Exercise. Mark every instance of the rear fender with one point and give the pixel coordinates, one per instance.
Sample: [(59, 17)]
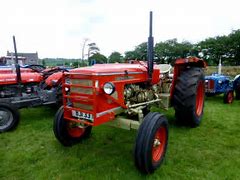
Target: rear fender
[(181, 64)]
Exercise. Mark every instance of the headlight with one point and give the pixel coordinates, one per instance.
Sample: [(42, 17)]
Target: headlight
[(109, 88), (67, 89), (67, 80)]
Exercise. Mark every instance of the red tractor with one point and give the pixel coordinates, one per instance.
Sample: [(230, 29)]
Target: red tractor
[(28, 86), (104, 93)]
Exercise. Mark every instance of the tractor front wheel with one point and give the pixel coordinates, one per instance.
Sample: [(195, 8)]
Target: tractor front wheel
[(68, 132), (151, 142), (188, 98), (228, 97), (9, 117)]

################

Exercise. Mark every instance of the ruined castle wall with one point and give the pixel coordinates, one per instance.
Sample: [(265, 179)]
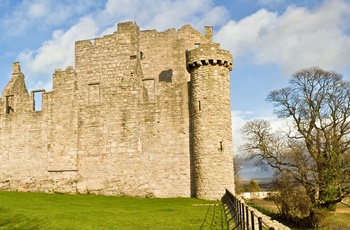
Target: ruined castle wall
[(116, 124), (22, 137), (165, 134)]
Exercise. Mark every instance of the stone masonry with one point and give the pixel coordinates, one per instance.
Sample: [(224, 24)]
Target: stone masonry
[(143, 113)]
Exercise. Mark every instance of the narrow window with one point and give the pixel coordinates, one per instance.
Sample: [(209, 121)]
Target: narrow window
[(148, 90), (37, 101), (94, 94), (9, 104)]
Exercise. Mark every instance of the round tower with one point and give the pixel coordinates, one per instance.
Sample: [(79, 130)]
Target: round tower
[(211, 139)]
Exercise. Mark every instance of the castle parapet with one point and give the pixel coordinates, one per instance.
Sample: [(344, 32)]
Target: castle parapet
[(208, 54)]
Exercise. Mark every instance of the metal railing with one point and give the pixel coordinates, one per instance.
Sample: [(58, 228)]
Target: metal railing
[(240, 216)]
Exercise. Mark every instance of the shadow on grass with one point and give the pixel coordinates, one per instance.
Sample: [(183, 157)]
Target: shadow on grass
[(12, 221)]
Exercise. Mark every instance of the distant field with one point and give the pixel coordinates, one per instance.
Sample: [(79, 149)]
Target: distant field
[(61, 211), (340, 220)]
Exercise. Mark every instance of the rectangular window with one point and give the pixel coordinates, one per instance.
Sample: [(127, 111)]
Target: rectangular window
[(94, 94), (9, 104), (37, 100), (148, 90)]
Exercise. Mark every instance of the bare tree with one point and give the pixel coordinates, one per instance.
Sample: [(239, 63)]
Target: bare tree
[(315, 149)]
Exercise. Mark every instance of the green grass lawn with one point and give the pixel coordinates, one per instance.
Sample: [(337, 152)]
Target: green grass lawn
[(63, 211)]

################

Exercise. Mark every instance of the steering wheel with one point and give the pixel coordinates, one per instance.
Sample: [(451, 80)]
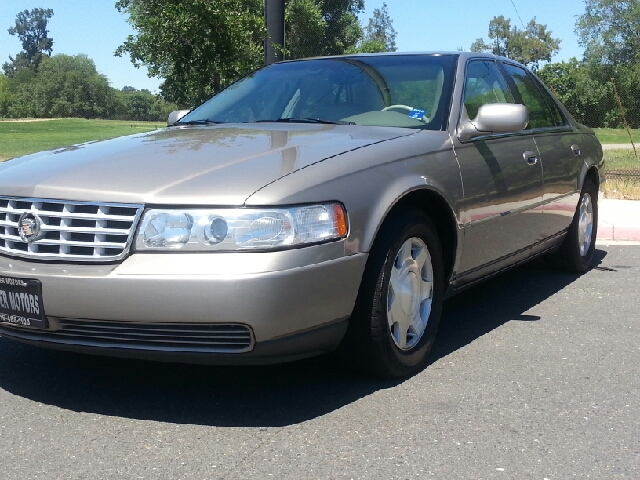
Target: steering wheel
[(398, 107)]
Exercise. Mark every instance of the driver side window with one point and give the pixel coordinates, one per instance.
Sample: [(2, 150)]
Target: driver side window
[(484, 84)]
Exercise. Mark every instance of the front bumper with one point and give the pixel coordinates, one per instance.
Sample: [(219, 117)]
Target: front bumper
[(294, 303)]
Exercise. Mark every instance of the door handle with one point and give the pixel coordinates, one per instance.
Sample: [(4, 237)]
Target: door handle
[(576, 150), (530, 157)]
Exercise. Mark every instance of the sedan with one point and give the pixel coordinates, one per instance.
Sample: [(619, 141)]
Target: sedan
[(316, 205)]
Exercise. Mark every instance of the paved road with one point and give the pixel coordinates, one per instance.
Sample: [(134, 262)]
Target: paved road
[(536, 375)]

################

What is expected: What is needed is an exact copy of the lines above, from the one holding "Exercise. Mark every instance of the rear" down to the one holding "Sample: [(195, 8)]", with those two included and the pictures left out.

Task response:
Exercise. Mark every instance of the rear fender with one point and give the pixel coordinates, one per instance.
Sample: [(59, 17)]
Target: rear fender
[(181, 64)]
Exercise. Mark every instance of the headlight with one point and give the pixel coordinates, one per instance.
Sample: [(42, 17)]
Target: headlight
[(109, 88), (67, 89), (67, 80)]
Exercise. Mark every instance of the red tractor with one point and give the pixel coordinates, one per instance.
Sample: [(230, 29)]
Target: red tractor
[(28, 86), (104, 93)]
Exercise. Mark every instance of the tractor front wheel with one point and give the pixel coordinates, one per instance.
Sample: [(195, 8)]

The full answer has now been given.